◆ **What to work on**:
Determine how many lines in the data below contain "knob" and write only that number.

◆ **Data section**:
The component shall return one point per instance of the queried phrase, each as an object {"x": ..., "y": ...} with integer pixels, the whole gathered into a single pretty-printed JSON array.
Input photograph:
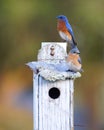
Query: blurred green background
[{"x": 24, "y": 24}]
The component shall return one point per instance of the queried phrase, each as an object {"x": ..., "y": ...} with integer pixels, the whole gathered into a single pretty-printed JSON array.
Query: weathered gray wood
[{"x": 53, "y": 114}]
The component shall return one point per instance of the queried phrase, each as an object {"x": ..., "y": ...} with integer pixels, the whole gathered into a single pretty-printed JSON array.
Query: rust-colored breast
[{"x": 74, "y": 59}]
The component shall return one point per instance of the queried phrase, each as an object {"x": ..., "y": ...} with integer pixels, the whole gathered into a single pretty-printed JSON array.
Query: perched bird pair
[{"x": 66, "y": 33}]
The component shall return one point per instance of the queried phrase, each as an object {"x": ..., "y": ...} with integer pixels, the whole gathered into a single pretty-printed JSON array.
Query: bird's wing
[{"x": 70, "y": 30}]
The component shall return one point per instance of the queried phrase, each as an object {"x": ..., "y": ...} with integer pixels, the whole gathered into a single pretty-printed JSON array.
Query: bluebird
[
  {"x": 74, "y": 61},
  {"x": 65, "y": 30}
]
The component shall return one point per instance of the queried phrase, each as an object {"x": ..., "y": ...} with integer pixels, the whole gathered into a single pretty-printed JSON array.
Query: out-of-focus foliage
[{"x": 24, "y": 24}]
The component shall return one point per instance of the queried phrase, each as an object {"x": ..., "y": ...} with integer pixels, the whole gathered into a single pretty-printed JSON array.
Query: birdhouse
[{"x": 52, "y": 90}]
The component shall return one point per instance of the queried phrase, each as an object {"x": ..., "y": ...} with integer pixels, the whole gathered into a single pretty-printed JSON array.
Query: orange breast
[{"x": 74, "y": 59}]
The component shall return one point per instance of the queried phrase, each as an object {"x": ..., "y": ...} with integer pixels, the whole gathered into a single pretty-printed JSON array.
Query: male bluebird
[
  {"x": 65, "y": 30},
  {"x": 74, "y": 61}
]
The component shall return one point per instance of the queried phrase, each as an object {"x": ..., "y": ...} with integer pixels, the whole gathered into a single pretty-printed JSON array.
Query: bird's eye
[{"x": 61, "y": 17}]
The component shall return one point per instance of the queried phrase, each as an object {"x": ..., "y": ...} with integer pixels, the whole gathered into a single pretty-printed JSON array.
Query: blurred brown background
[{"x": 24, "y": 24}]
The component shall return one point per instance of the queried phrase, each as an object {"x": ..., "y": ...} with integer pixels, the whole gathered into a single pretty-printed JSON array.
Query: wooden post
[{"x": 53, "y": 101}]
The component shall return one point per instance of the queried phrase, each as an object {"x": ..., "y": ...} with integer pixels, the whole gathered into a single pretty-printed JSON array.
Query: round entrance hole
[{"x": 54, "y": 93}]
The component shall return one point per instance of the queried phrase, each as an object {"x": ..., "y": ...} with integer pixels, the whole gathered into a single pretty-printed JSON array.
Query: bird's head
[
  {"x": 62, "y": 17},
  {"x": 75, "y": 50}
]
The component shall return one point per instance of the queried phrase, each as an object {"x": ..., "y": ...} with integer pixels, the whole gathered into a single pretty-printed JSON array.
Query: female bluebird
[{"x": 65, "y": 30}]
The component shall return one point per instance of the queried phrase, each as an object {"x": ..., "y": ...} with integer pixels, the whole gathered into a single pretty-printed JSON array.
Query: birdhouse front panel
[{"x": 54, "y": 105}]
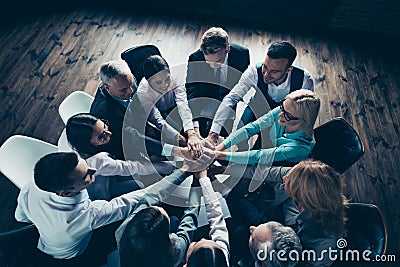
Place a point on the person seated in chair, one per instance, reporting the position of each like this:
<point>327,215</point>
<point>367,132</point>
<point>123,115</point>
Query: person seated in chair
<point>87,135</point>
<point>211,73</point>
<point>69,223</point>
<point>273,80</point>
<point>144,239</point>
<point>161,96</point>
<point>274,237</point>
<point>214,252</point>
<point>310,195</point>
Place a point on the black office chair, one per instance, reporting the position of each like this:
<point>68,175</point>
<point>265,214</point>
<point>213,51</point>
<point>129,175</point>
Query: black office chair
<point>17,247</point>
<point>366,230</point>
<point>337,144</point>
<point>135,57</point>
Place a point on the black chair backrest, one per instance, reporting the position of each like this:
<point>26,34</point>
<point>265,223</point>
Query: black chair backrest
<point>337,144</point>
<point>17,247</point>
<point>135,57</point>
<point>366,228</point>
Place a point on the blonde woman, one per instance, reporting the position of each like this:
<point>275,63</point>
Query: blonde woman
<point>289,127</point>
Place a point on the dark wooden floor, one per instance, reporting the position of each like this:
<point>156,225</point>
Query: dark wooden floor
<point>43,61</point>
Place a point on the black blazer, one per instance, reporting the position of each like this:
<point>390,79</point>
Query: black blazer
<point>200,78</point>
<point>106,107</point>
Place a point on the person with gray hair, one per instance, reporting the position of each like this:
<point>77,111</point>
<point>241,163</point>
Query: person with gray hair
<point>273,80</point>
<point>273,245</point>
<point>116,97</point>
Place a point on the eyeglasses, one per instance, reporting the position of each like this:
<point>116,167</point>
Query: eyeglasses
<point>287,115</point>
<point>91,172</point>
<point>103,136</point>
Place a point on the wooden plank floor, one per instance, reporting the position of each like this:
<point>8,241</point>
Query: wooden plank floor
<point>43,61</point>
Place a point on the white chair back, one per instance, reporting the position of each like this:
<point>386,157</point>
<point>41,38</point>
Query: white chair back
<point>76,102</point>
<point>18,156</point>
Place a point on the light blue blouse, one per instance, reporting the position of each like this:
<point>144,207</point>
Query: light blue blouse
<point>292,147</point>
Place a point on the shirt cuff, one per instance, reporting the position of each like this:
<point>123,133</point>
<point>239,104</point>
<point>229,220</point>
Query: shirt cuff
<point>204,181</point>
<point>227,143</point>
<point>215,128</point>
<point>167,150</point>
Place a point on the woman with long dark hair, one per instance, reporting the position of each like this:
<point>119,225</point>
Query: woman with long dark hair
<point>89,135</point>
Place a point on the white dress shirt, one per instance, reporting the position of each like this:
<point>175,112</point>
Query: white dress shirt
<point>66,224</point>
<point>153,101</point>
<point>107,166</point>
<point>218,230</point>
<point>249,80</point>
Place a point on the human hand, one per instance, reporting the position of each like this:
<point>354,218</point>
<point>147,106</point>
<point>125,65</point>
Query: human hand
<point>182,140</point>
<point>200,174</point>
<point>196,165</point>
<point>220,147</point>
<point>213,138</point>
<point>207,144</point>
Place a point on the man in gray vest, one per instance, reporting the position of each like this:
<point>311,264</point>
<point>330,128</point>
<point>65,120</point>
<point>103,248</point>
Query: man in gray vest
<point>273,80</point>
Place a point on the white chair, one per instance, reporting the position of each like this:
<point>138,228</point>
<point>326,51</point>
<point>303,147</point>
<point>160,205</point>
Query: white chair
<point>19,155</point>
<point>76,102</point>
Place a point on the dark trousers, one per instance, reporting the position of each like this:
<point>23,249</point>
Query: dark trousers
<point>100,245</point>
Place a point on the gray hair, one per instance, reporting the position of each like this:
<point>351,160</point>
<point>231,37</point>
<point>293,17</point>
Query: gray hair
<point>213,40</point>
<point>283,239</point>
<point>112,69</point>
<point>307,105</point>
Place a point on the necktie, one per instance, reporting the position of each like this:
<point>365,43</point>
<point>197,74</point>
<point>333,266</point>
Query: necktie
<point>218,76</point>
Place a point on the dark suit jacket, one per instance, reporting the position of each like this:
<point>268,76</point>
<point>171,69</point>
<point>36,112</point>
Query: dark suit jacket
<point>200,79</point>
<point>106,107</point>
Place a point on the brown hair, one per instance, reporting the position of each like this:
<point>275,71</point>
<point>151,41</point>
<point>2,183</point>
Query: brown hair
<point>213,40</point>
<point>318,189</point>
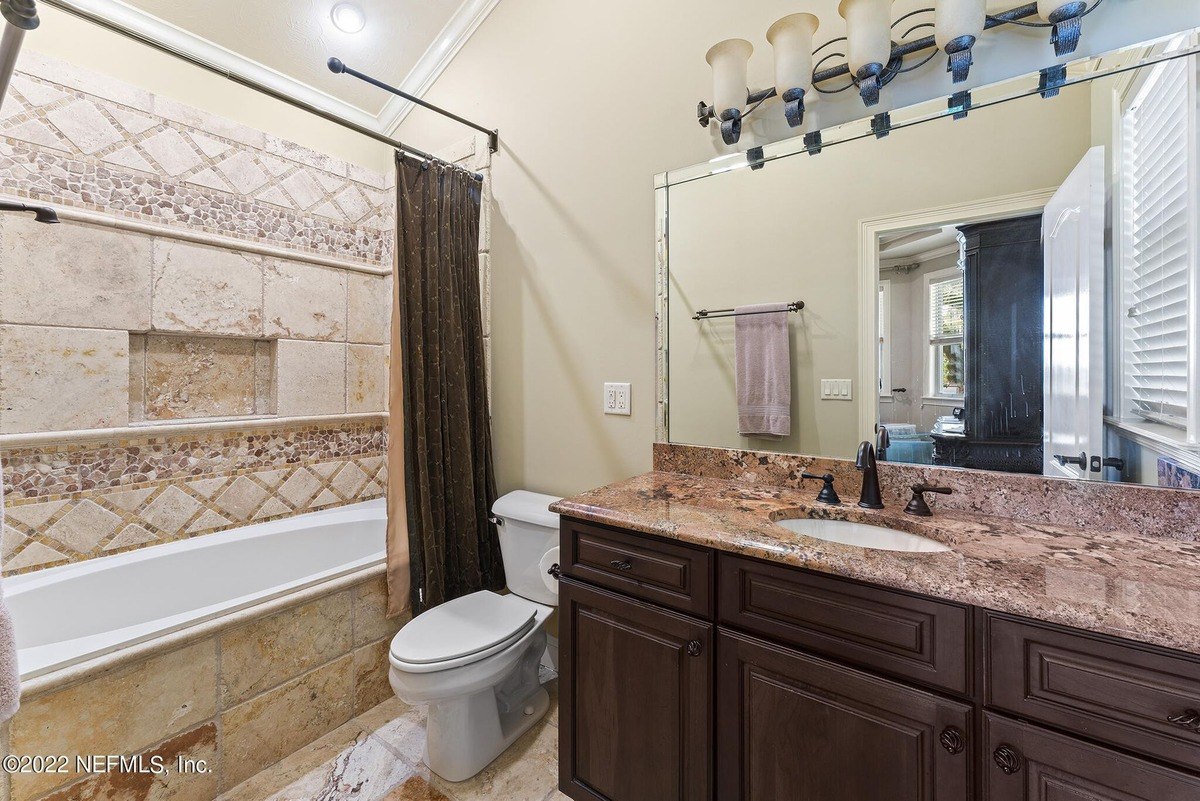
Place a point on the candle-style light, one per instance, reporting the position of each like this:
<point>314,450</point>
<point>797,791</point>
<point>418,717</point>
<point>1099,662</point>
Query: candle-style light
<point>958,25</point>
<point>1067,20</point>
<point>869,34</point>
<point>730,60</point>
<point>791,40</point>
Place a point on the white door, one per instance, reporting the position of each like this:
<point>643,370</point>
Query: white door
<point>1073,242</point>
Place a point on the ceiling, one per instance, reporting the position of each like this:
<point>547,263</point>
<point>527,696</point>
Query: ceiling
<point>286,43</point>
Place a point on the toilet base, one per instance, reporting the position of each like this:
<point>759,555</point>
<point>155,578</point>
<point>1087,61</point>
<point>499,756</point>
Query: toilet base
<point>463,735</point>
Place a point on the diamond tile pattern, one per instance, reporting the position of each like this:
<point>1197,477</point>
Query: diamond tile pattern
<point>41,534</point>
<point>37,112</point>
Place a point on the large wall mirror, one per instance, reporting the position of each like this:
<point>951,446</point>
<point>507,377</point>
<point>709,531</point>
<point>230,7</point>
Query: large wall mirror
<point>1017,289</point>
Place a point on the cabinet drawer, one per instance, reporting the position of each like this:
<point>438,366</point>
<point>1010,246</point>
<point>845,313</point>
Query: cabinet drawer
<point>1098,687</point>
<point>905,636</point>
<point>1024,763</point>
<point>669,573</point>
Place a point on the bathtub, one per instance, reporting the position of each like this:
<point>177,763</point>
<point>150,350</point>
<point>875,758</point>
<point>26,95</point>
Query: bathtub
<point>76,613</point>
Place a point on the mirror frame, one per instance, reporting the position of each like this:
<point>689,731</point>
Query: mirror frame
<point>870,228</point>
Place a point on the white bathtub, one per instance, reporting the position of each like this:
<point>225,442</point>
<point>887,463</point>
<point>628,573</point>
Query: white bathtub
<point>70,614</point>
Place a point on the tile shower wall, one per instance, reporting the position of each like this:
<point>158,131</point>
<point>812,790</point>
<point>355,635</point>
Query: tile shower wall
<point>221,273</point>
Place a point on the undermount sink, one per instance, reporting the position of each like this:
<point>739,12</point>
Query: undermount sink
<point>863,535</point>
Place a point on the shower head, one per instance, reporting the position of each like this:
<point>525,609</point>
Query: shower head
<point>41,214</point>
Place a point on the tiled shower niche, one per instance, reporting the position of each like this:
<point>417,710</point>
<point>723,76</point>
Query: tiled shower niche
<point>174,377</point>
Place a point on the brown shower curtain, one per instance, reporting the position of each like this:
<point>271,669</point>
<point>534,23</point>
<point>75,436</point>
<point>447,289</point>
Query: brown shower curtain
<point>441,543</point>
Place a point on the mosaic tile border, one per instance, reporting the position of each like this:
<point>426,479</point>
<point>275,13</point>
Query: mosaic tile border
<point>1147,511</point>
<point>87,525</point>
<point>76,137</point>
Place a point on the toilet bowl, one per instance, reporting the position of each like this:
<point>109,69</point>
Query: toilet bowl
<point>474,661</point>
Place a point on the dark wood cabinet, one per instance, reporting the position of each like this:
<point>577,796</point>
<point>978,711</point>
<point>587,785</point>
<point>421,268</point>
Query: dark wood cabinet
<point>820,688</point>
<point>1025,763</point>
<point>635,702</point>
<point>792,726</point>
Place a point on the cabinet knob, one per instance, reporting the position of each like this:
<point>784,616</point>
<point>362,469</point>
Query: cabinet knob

◆ **Output for this task**:
2